THE EXERCISE:
Format every item below as a numbered list and leave out any blank lines.

-- begin EXTRACTED DATA --

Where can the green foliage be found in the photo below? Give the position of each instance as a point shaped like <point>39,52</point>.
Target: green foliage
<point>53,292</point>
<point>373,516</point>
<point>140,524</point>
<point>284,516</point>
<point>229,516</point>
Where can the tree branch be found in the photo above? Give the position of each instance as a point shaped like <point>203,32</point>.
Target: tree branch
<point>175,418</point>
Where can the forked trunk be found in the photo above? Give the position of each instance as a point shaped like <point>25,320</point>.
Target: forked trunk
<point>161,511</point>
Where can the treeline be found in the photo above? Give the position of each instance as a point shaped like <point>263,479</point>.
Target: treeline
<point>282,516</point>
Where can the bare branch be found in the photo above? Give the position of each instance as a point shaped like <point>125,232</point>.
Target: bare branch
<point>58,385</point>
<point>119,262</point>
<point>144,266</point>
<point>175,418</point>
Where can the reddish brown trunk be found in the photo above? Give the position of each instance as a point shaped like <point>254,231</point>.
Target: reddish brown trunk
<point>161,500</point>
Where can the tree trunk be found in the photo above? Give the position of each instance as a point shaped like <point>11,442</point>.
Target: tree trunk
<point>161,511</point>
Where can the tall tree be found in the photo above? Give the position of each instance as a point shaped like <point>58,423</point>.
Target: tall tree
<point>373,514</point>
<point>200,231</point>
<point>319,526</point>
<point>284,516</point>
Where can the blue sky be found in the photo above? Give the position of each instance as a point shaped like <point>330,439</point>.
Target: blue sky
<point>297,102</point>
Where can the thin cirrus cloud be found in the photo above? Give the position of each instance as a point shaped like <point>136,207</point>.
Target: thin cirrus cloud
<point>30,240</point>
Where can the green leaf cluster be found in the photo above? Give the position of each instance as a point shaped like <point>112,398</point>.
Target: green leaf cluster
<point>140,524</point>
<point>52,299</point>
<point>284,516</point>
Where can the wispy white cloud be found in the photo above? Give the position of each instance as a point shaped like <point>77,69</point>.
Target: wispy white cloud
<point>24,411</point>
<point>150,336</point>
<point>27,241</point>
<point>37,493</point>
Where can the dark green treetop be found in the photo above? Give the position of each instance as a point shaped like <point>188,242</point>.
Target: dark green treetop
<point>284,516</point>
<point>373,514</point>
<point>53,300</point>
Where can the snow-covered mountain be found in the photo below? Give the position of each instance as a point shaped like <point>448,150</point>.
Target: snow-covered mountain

-- end EXTRACTED DATA --

EXERCISE ANSWER:
1. Where can the green foliage be found in the photo below? Give the position of each instance as a point shaped like <point>39,52</point>.
2. Target: green foliage
3. <point>53,292</point>
4. <point>373,516</point>
5. <point>140,524</point>
6. <point>284,516</point>
7. <point>229,516</point>
8. Where can the tree branch be found in the photo above? Give the position of each instance as a point shaped like <point>203,32</point>.
9. Target: tree branch
10. <point>175,418</point>
11. Where can the forked trunk be found in the photo above? Give the position of each instance as a point shaped like <point>25,320</point>.
12. Target: forked trunk
13. <point>161,511</point>
14. Where can the treeline be found in the photo above? Give the position of each instance as a point shaped like <point>263,479</point>.
15. Target: treeline
16. <point>282,516</point>
17. Where can the bare branch be found in the photo above? Give the position of each instance as a point shaped like <point>125,232</point>.
18. Target: bare branch
19. <point>58,385</point>
20. <point>119,262</point>
21. <point>144,266</point>
22. <point>175,418</point>
23. Where can the reddish brown trunk be found in the photo above? Give the position of each instance as a point shaped like <point>254,231</point>.
24. Target: reddish brown trunk
25. <point>161,500</point>
26. Where can the tree trunk be found in the photo above? Give the position of each instance as a point shaped like <point>11,442</point>.
27. Target: tree trunk
28. <point>161,511</point>
29. Where can the tall tree be found in the photo above? Give the position of each instance as a point shaped like <point>58,423</point>.
30. Target: tall tree
31. <point>373,514</point>
32. <point>200,231</point>
33. <point>319,526</point>
34. <point>284,516</point>
35. Where can the blue sky be found in the photo above? Give the position of each instance as a point shaped like <point>330,439</point>.
36. Target: blue sky
37. <point>297,102</point>
38. Where can the thin cirrus cloud be found in the photo above? Give the position of each instance as a point shaped like <point>136,207</point>.
39. Target: thin cirrus cloud
40. <point>30,240</point>
41. Where can the green leaf cluster be found in the photo above? Give the position of each instance as a point shaped like <point>112,398</point>.
42. Target: green leaf cluster
43. <point>140,524</point>
44. <point>52,299</point>
45. <point>284,516</point>
46. Where can the wispy white cloud be found in the photo above? Give the position of each instance as a point shaped like <point>77,69</point>.
47. Target: wispy white cloud
48. <point>24,411</point>
49. <point>150,336</point>
50. <point>27,241</point>
51. <point>37,493</point>
52. Where can the dark green treetop be found in the photo above? Give the position of each instance as a point shaped like <point>188,242</point>.
53. Target: dark green treetop
54. <point>284,516</point>
55. <point>373,514</point>
56. <point>53,300</point>
57. Where can the snow-covered mountain be found in the photo below? Give the position of each instance as a point shaped like <point>448,150</point>.
58. Target: snow-covered mountain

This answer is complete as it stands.